Dataset entries on object locations:
☆ ☆ ☆ ☆ ☆
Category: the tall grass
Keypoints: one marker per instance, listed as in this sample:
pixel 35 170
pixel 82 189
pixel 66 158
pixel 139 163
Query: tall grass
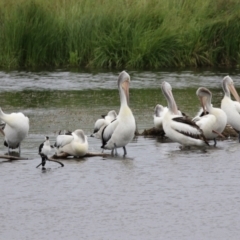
☆ ☆ ☆ ☆ ☆
◆ What the exercise asks ◆
Rewrite the entries above, replacing each occurrence of "pixel" with "point" and leaving all other text unchanged. Omit the pictures from your answer.

◆ Output ◆
Category: the tall grass
Keypoints: one marker per instance, listed as in this sample:
point 35 170
point 82 189
point 66 158
point 139 163
Query: tall grass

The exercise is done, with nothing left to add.